*MATERIAL SHOWN:*
┌────────

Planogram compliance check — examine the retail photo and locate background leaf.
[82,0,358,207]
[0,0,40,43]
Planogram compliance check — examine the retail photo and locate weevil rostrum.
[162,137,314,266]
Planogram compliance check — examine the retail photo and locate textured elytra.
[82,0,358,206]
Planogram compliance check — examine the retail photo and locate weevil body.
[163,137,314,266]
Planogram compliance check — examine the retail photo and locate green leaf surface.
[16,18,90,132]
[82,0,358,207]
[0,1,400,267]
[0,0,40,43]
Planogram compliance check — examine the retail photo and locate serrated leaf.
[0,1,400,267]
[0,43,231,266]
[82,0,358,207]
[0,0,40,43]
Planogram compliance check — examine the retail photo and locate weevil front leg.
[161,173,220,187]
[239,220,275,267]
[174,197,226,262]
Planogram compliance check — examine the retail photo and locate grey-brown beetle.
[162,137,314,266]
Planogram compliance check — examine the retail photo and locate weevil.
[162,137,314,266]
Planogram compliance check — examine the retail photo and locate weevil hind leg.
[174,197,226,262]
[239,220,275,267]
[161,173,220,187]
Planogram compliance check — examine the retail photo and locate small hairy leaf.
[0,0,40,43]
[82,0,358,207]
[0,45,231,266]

└────────
┌────────

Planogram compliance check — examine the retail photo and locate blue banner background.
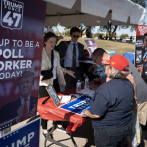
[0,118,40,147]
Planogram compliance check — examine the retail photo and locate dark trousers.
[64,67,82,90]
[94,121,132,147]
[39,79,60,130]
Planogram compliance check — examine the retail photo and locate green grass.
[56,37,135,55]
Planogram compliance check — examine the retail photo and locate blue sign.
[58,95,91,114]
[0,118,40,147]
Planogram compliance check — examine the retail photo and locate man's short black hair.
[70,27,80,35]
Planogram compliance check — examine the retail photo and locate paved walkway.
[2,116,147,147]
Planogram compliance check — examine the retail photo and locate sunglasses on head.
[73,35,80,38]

└────────
┌────────

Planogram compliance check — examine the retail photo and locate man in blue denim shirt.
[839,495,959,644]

└────────

*JOB:* Please write out again everything from the line containing "weevil hind leg." down to the line containing "[0,45,231,266]", both included, with the item text left unchanged and every bounding-box coordinate in the answers multiplied by 2.5 and rounded to a whole number, halves rounded up. Give only those lines.

*THE REPLY:*
Planogram compliance check — examine the retail photo and locate weevil hind leg.
[435,493,565,655]
[598,550,688,668]
[403,433,550,468]
Planogram compliance check — examine the retail photo and locate small hairy leaf.
[0,0,100,108]
[205,0,895,518]
[0,113,578,665]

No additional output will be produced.